▼

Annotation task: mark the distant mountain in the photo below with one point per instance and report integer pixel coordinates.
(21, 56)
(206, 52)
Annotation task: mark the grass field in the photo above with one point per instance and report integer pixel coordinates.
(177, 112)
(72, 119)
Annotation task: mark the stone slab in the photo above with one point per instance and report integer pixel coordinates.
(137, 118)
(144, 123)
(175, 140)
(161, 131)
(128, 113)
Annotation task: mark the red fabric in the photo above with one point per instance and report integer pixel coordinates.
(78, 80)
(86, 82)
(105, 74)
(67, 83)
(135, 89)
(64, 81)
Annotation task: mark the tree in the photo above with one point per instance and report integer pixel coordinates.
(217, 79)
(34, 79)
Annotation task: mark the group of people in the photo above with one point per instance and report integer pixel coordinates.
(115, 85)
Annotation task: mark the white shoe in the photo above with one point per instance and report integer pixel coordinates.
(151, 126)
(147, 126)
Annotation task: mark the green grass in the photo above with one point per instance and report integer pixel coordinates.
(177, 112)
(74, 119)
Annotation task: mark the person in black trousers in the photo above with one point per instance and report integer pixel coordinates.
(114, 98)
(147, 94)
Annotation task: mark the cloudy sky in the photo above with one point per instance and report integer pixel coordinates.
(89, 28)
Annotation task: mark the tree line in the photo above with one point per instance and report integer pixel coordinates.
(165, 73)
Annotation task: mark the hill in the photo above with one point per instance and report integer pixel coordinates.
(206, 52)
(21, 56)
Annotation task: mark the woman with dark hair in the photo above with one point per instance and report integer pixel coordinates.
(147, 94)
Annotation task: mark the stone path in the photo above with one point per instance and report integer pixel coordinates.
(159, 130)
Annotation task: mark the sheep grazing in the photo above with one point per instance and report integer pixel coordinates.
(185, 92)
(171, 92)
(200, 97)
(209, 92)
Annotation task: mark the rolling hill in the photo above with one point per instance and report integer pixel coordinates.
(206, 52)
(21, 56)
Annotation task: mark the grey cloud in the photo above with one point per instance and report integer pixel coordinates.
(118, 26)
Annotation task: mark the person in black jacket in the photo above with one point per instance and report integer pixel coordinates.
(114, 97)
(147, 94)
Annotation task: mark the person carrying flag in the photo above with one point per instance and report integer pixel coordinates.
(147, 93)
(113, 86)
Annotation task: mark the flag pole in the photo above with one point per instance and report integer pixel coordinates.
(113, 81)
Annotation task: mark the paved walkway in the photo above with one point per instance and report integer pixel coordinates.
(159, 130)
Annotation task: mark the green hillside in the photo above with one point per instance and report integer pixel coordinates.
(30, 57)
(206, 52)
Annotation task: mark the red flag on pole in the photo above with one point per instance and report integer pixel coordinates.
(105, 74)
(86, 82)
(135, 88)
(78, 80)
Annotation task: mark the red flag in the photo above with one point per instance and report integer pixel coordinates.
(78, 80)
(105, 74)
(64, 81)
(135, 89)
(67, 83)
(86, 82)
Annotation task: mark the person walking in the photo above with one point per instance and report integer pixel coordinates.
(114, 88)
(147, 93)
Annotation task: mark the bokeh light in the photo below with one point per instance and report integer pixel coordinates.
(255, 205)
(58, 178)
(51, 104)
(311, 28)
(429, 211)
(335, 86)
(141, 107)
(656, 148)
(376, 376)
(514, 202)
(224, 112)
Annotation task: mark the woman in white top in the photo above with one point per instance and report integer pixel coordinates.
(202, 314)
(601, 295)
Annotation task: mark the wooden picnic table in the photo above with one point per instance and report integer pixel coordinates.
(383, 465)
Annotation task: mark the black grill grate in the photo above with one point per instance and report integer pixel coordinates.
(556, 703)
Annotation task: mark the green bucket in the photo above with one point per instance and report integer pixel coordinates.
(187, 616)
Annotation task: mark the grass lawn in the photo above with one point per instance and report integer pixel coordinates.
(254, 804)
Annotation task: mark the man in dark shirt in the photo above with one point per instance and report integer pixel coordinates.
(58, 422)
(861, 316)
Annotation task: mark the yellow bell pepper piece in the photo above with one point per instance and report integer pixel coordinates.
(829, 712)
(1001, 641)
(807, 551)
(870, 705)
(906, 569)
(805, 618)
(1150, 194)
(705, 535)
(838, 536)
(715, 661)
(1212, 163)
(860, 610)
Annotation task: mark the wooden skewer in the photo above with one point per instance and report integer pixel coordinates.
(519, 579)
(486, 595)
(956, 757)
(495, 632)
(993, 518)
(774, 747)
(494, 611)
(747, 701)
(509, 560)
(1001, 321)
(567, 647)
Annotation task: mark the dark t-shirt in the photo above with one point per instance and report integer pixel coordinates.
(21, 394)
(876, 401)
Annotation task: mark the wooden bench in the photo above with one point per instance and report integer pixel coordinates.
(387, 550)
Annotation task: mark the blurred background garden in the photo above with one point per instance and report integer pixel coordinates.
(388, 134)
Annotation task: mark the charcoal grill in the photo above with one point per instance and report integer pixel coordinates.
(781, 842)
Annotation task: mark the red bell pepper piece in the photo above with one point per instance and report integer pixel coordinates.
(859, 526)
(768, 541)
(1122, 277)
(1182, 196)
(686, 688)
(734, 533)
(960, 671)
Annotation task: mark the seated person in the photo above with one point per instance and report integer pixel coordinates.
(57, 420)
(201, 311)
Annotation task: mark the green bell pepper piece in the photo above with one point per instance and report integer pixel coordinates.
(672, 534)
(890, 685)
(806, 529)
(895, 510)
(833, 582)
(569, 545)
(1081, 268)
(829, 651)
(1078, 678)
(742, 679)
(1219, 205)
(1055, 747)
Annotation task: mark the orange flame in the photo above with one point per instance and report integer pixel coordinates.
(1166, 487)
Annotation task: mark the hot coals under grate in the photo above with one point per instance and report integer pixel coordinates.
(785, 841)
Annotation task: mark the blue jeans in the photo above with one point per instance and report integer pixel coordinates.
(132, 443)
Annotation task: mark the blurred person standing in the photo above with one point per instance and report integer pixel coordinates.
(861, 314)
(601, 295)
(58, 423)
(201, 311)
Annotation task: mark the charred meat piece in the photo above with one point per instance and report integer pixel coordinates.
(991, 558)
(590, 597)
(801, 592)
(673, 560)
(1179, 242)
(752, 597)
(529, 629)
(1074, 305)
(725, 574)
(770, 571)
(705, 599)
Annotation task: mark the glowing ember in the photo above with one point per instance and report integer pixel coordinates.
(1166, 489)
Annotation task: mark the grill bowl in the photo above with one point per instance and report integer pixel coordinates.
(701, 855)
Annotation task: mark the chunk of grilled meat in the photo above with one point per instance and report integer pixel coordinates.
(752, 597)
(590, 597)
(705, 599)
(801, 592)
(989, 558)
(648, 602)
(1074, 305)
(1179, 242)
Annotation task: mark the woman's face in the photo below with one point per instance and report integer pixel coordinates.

▲

→ To do
The answer must be the full data, repeated word for word.

→ Result of the exercise
Annotation task: mark the distant mountain in the photo below with one point per instance and report integer pixel coordinates.
(21, 56)
(206, 52)
Annotation task: mark the grass field in the photo above with one point per instance and report integer pixel coordinates.
(177, 112)
(72, 119)
Annotation task: mark the stone slab in the photo above with one point per instance and report integer pixel coordinates.
(137, 118)
(144, 123)
(175, 140)
(161, 131)
(128, 113)
Annotation task: mark the red fabric in the photo above with one point per instance and report integer pixel coordinates.
(78, 80)
(86, 82)
(105, 74)
(67, 83)
(135, 89)
(64, 81)
Annotation task: mark the tree in the photo above with one point per instance and report integer pixel coordinates.
(217, 79)
(34, 79)
Annotation task: mark the group of people in the photo above with one point per instance and report integer pixel coordinates.
(115, 85)
Annotation task: mark the white shoe in the photo above with one point per instance and report integer pixel coordinates.
(151, 126)
(147, 126)
Annotation task: mark the green grass in the photo above with one point per instance and report integer pixel coordinates.
(177, 112)
(74, 119)
Annotation task: mark the person in black trousers in the photo above with one point per instance and report integer pixel coordinates.
(114, 98)
(147, 94)
Annotation task: mark the cloudy sky in the photo above with one point per instance and report integer pixel coordinates.
(89, 28)
Annotation task: mark the tree line in the photo above with one point per instance and report integer pixel coordinates.
(165, 73)
Annotation task: mark the hill in the photo above with one point per instance and report integer pixel coordinates.
(206, 52)
(21, 56)
Annotation task: mark the woman with dark hair in the photo above with one point per instance and report integer pixel coordinates.
(147, 94)
Annotation task: mark the stone path in the photo above with one point per instance and report integer pixel coordinates.
(159, 130)
Annotation task: mark the sheep grazing in the photo above with one point per instance and report integer pixel coordinates.
(185, 92)
(171, 92)
(200, 97)
(209, 92)
Annotation task: mark the rolling hill in the photo above with one point per instance and report integer pixel coordinates.
(206, 52)
(21, 56)
Annotation task: mark the grey cloud in the photo above with one point per instance and report integer pixel coordinates.
(118, 26)
Annotation task: mark the person in black jacket in the photo above with one point per instance and report integer pixel coordinates.
(114, 97)
(147, 94)
Annotation task: mark the person carrying flag in the photo above with one point per instance and report integer pixel coordinates.
(147, 93)
(113, 86)
Annotation task: mark the flag pole in the photo above with one point per instance and report integer pixel coordinates.
(113, 81)
Annotation task: mark the paved walkway in the photo above with one point per instance and report integer pixel coordinates.
(159, 130)
Annotation task: mark the green hillside in the photo above with one point per instance and report integer pixel coordinates.
(30, 57)
(206, 52)
Annotation task: mark the red flag on pole in the photo above with one point per instance and report integer pixel coordinates.
(105, 74)
(86, 82)
(135, 88)
(78, 80)
Annotation task: mark the red flag in the photo above with one point per instance and report integer pixel coordinates.
(78, 80)
(105, 74)
(64, 81)
(135, 89)
(67, 83)
(86, 82)
Annotation task: mark the person walking in the photo above with one point per instance and report integer pixel coordinates.
(114, 88)
(147, 93)
Annotation task: mark the bokeh light in the photo below with one point per instance and report integer pixel coordinates.
(255, 205)
(58, 178)
(51, 104)
(311, 28)
(429, 211)
(335, 86)
(141, 107)
(656, 148)
(376, 376)
(514, 202)
(224, 112)
Annotation task: mark the woman in white top in the photo above with one point per instance and report integer pixel coordinates.
(202, 314)
(601, 295)
Annotation task: mark the wooden picnic table in the photo above with one point per instance and report integer pixel coordinates.
(383, 465)
Annotation task: mark the black grill grate in the photo above with one point per instance and report integer pixel coordinates.
(556, 703)
Annotation task: mark the green bucket in the photo above with one point per instance and report integer pixel coordinates.
(187, 616)
Annotation task: mark the grass lawn in the photo above with one point per instance and report integer pixel coordinates.
(254, 804)
Annotation task: mark the man in dark shirt in the photo above with one point per instance and report integer pixel coordinates.
(58, 422)
(861, 316)
Annotation task: mark the yellow bell pepper piece in the photo above with one point per instance and report integer pixel coordinates.
(829, 712)
(1001, 641)
(807, 551)
(870, 705)
(906, 569)
(805, 618)
(1150, 194)
(705, 535)
(838, 536)
(715, 661)
(1212, 163)
(860, 610)
Annotation task: mark the wooden skewer in the photo above with one point per instance and report integer pixel coordinates.
(519, 579)
(486, 595)
(956, 757)
(495, 632)
(993, 518)
(774, 747)
(494, 611)
(747, 701)
(509, 560)
(1001, 321)
(567, 647)
Annotation task: mark the dark t-shirt in the photo above with one point per instance and report integer pixel coordinates.
(21, 394)
(876, 401)
Annotation task: mark the wooden bench in the photo above with one point per instance and report integer pixel coordinates.
(387, 550)
Annotation task: mark the blurred background garden in the photo above with one point per instance and report integer pixel coordinates.
(388, 134)
Annotation task: mark the charcoal grill in the photo above with one point per instance and report integer pixel coordinates.
(781, 842)
Annotation task: mark the red bell pepper piece in the photo above with one point per instance and report integer pixel coordinates.
(859, 526)
(768, 541)
(1122, 277)
(1182, 196)
(686, 688)
(734, 533)
(960, 671)
Annotation task: mark the seated person in the photo above with one point per instance and report integer pixel coordinates.
(57, 420)
(201, 311)
Annotation task: mark the green bell pepper piece in the photo above with one point per instance and report integer pixel coordinates.
(672, 534)
(890, 685)
(806, 529)
(895, 510)
(833, 582)
(569, 545)
(1081, 268)
(829, 651)
(1078, 678)
(742, 679)
(1219, 205)
(1055, 747)
Annotation task: mark the orange flame in the photo above with one point per instance and report integer pixel coordinates.
(1166, 487)
Annotation task: mark the hot coals under grate in the photo above with one point per instance and report integer pixel coordinates.
(785, 841)
Annotation task: mark the blue jeans in the photo above with one point per instance and report integer pixel coordinates.
(132, 443)
Annotation task: mark the blurred person standing in the photo above with one point per instance and report integer pixel coordinates.
(861, 314)
(601, 295)
(58, 423)
(201, 311)
Annotation task: mark the charred meat piece in the photo above with one point per instance and report integer pixel coordinates.
(991, 558)
(590, 597)
(801, 592)
(673, 560)
(1179, 242)
(752, 597)
(529, 629)
(1074, 305)
(725, 574)
(770, 571)
(705, 599)
Annotation task: mark the glowing ember in the photo above with one point per instance and report integer pixel coordinates.
(1166, 489)
Annotation task: mark the grill bowl in the photo above with one point per instance and report integer pixel coordinates.
(701, 855)
Annotation task: mark the chunk of grilled meat in the photo above with one point per instance and report integer pixel coordinates.
(752, 597)
(590, 597)
(705, 599)
(801, 592)
(989, 558)
(648, 602)
(1074, 305)
(1179, 242)
Annotation task: mark the woman's face in the photo below with one point per instance and report integer pixel coordinates.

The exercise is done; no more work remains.